>> Start
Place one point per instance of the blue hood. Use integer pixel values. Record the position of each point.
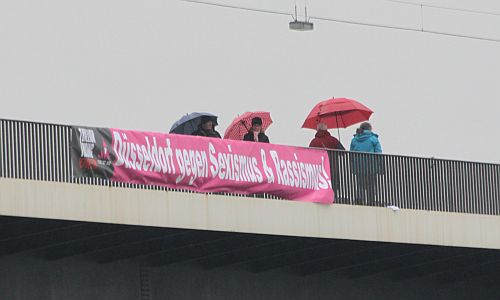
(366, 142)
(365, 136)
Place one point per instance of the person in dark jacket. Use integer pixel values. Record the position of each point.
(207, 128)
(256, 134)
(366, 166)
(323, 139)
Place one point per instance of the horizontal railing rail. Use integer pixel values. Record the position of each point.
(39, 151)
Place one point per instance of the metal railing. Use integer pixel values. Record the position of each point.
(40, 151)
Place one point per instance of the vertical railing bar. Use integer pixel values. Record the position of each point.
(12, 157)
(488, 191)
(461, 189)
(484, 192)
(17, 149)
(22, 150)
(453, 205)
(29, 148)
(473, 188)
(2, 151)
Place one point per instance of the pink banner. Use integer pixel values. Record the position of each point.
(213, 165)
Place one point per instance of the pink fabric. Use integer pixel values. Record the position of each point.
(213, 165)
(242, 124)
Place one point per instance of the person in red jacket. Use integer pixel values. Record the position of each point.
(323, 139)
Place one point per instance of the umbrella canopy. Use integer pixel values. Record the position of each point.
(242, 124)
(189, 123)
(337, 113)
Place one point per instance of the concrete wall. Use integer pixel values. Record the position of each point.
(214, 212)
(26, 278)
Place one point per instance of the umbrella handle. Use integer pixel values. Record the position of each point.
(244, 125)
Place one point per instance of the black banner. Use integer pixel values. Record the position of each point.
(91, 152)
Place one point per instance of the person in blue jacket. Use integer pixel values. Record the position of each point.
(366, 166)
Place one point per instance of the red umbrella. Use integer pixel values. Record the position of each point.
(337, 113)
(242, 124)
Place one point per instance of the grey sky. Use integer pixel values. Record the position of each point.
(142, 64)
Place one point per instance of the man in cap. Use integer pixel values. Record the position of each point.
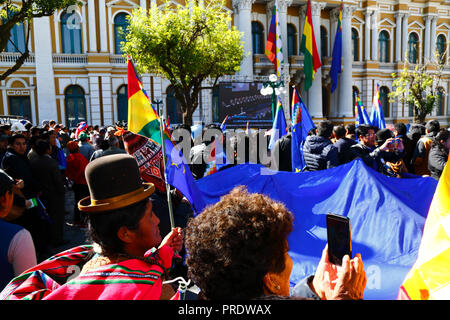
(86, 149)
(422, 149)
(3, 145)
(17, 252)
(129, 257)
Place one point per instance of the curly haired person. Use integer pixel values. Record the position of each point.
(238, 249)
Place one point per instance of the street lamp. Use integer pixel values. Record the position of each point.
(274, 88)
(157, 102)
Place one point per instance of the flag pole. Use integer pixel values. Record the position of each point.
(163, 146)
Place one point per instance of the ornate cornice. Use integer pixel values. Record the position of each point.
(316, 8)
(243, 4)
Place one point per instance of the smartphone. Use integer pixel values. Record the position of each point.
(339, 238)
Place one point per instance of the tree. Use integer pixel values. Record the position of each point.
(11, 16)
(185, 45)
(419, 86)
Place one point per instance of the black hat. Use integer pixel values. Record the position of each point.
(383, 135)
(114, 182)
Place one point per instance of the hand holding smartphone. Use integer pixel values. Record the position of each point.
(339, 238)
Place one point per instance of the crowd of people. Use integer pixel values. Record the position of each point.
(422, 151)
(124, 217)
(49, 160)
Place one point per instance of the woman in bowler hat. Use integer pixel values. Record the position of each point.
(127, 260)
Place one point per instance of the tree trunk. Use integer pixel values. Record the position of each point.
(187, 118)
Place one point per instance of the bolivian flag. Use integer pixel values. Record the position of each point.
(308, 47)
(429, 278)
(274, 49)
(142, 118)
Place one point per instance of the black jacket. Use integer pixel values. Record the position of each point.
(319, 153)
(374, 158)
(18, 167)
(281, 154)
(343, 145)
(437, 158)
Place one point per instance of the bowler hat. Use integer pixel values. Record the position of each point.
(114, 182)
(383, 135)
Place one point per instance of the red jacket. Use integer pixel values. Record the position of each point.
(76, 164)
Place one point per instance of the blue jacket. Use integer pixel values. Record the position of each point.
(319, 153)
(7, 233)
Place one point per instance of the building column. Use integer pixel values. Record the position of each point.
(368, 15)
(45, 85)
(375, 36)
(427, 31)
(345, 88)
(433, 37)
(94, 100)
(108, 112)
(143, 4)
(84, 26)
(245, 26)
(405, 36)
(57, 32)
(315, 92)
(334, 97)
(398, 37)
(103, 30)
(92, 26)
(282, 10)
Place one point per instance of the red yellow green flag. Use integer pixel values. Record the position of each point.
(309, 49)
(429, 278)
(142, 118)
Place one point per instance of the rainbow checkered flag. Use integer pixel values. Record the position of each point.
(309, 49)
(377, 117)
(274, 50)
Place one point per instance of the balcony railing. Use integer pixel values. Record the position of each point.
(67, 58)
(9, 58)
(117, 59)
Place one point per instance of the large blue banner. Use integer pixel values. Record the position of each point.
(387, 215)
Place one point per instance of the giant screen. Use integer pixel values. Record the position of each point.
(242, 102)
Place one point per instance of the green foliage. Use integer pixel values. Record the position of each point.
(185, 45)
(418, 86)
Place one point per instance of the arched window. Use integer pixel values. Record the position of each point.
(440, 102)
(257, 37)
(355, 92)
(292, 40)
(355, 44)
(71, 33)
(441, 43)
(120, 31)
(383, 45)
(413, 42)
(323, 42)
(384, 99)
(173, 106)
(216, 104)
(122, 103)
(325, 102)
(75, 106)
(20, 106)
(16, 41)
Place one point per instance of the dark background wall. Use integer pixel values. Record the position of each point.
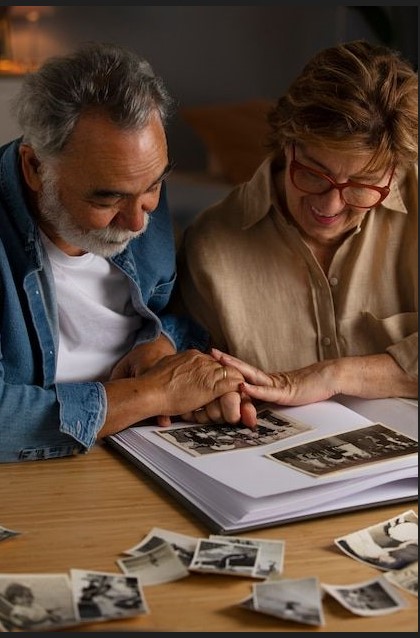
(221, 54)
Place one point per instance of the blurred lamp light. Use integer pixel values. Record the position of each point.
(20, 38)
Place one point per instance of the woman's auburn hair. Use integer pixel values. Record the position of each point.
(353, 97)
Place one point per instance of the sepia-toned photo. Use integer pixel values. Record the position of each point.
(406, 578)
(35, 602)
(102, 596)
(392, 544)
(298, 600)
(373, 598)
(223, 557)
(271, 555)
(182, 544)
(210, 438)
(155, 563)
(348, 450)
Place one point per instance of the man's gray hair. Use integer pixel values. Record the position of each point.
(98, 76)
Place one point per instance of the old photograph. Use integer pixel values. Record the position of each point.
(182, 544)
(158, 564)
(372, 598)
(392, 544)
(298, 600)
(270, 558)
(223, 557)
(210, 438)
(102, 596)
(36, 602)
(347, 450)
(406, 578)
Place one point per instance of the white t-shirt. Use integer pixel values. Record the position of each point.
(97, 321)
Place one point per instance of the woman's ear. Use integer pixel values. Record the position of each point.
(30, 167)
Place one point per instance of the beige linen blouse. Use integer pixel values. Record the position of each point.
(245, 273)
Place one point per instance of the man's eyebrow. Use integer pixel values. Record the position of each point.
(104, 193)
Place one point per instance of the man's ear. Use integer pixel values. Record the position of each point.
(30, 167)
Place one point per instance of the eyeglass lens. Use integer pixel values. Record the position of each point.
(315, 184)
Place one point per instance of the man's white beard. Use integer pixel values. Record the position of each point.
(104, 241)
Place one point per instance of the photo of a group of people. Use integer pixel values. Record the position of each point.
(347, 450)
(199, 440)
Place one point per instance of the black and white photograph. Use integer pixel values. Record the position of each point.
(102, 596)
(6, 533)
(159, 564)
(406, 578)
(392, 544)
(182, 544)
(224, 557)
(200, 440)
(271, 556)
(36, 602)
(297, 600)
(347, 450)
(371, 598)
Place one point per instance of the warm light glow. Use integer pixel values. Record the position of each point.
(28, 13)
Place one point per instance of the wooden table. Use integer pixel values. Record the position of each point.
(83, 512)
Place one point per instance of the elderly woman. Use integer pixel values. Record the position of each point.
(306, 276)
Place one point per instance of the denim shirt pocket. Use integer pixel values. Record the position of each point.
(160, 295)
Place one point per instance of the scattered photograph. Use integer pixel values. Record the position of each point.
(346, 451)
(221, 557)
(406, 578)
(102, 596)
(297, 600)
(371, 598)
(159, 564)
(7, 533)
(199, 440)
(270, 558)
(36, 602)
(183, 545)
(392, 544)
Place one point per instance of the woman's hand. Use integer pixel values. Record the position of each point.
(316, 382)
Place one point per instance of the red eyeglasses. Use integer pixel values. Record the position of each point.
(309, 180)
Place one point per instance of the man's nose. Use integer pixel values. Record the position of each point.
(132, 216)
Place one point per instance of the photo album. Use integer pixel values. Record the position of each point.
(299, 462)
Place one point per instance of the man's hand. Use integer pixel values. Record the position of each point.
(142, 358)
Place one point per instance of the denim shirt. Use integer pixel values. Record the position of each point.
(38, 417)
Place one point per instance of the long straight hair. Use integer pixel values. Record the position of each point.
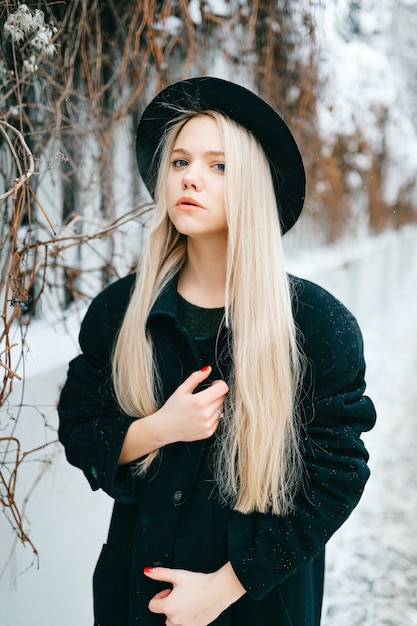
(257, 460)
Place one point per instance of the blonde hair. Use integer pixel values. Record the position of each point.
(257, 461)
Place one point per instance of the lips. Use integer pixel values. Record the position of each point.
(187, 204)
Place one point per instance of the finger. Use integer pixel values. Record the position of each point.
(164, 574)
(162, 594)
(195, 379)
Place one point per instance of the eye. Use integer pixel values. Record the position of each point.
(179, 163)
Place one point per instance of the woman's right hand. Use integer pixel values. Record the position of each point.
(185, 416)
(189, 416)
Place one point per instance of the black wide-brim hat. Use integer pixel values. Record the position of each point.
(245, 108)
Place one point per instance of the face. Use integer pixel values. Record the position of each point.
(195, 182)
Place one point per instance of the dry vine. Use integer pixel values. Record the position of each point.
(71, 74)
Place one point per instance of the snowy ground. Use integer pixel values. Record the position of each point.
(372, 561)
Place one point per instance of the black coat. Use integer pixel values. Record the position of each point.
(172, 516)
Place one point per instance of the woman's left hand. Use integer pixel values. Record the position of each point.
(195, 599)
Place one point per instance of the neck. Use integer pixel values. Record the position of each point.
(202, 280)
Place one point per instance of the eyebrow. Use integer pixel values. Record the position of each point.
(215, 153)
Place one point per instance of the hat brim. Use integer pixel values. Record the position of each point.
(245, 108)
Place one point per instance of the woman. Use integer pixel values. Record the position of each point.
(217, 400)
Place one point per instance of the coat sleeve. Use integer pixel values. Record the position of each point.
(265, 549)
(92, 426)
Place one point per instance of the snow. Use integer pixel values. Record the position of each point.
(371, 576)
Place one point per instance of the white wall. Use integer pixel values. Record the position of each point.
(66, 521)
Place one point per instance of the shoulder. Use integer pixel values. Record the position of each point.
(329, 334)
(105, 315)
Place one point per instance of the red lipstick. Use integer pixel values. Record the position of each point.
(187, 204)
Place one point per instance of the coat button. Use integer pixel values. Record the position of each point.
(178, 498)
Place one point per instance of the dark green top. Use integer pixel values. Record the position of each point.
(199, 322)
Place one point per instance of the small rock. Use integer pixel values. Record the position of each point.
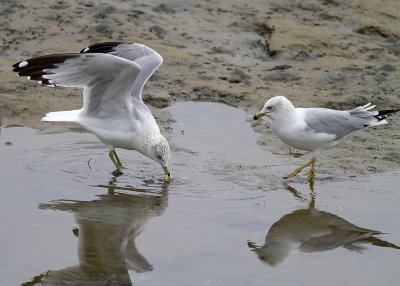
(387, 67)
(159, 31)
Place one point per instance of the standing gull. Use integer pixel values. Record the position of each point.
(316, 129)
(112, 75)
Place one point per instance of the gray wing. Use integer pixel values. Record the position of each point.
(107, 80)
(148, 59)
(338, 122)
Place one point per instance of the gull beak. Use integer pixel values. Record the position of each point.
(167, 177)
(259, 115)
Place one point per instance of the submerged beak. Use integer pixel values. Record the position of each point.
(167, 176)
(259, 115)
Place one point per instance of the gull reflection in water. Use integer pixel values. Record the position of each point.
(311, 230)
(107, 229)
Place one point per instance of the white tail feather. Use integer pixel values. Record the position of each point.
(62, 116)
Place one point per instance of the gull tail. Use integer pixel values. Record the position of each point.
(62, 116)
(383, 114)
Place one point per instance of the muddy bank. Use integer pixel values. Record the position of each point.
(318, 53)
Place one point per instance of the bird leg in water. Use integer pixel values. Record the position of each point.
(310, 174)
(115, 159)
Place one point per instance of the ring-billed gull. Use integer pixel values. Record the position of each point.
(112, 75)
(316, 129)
>> End
• **Exercise instructions**
Word for word, restate the lines from the one containing "Place one point per instance of the coat button." through the end of the listing, and nothing more. Skip the pictures.

• **Exercise answer**
Place one point per instance of the coat button. Use integer pixel values. Record the position of each point.
(178, 498)
Place one point per instance of the dark green top. Use integer pixel values. Record the position of each point.
(199, 322)
Place one point per instance of the small rock. Use integer pixel values. Record the position of each point.
(387, 67)
(159, 31)
Place one point per instance of the standing gull. Use integer pixel values. Record the position of each point.
(316, 129)
(112, 75)
Place one point per instance of the gray wing. Use integer pixel values. Record the position of each point.
(107, 80)
(148, 59)
(338, 122)
Place one point per instance of the gull beak. Use integer pixel values. Record the position of each point.
(167, 177)
(259, 115)
Place one point per instance of the submerged beak. Use integer pixel values. Record the position of each point.
(167, 176)
(259, 115)
Place one point per instance of the gull reflection in water. Use integer pixel values. Record the position of each point.
(311, 230)
(107, 229)
Place one point per instance of the white tail feather. Use integer pixel values. Record the position of each point.
(62, 116)
Place one point per instance of the gull tail. Use integer pixel values. Record the position of each point.
(62, 116)
(383, 114)
Place one point per instance of the muddy bank. Use integer pixel values. Record the position of each point.
(318, 53)
Place one point per instance of the bird leg in water. Use integer pixel values. Record the position of each point.
(310, 174)
(115, 159)
Place one point per instance of the ring-billed gull. Use integer pixel values. Record the position of each point.
(112, 75)
(316, 129)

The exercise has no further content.